- _Stored entries_:
----
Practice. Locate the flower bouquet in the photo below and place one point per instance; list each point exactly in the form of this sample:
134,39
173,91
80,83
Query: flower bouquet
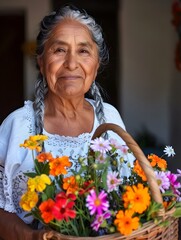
97,200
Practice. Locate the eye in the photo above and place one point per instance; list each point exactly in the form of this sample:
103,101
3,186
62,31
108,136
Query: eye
59,50
84,51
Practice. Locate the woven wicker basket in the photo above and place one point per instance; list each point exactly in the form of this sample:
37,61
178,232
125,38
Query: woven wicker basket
149,230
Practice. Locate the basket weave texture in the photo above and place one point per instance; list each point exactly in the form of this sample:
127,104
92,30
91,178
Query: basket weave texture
149,230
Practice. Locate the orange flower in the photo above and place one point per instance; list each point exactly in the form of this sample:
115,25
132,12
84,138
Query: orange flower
125,222
138,170
46,210
70,184
137,198
58,165
42,157
157,161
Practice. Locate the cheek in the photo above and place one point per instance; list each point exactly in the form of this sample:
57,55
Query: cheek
91,68
51,66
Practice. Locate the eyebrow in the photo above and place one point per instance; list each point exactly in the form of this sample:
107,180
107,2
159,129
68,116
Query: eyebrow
83,44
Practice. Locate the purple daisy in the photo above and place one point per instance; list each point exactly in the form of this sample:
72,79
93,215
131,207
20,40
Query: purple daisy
100,145
169,151
97,204
163,181
99,220
174,183
113,181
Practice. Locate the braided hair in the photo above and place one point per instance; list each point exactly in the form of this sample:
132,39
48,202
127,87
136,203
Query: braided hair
46,26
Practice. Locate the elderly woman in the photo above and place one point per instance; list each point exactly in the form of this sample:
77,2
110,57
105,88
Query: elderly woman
70,52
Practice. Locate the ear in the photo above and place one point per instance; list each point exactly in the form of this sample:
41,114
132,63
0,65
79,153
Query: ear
40,64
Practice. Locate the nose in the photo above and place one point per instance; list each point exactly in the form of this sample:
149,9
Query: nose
71,61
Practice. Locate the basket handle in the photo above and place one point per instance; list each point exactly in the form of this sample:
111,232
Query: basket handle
138,153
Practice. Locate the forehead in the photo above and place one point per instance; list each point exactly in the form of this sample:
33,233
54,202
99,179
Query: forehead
70,28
----
- _TASK OBJECTIVE_: Go through the records above and write out every line exactly, passing over the pictures.

- _TASK SOLUTION_:
Practice. Locate the flower bouquet in the photo below and place one point per instance; list each point exactly in the form of this sample:
134,39
173,91
80,83
Query: flower bouquet
97,200
Practice. Locate the eye in the photo above and place one point per instance; list each point exactly in the form of this sample:
103,101
3,186
62,31
108,136
Query: eye
59,50
84,51
Practice. Locate the woven wicker basket in the photo above and place one point per instance; list each point exactly in the form of this sample:
37,61
178,232
125,38
Query: woven wicker basket
149,230
Practice. Locate the basket weave texture in the photo above and place one point per instance; list each point exactly in the form of this sample:
127,104
92,30
91,178
Query: basket weave texture
149,230
Practice. Locate the orange flower in the photo above and place one point per instance; list each point exactly in the form of this sample:
115,25
132,12
84,138
Query: orange flower
125,222
138,170
46,210
70,184
137,198
58,165
42,157
157,161
Practice. Locate the cheek in the photo above and place one point per instance; list each point exactly in the form of this sample:
57,55
Query: cheek
91,68
51,66
Practice. Locate the eyebrow in the photo above and place one point per instance; list each point exactly in the form of this sample:
107,180
107,2
159,129
68,116
Query: eyebrow
83,44
Practice. Locate the purple daisy in the photo above and place one point per instance; list each point exactly in the form of this sample:
72,79
93,215
131,207
20,40
Query: purple daisy
100,145
169,151
97,204
163,181
99,220
174,183
113,181
Practice. Locate the braided hair in the photo above and place one point per instance; list each point exactly in the form of this sample:
132,39
48,202
127,87
136,203
Query: braided hair
46,26
Practice. Locate the elderly woman in the photo above and place one point per instance; list each point exactly in the form of this sample:
77,2
110,57
105,88
Query: elderly woman
70,52
Practice. Locate the ear in the photo above and place one point per instance; list each point exactly in the form of this sample:
41,114
132,63
0,65
79,153
Query: ear
40,64
Practice. Locate the nose in the photo above and place one point per instance; list each point exactly in the form of this sample:
149,9
Query: nose
71,61
Practice. Locate the basket handle in the photo above and place one point per instance; list each point exactly in the form of this sample:
111,232
Query: basket handle
138,153
Practice. Locate the forehead in the photo above and place one point per instance; list each point exactly in the form of this sample:
33,233
54,202
99,179
Query: forehead
70,28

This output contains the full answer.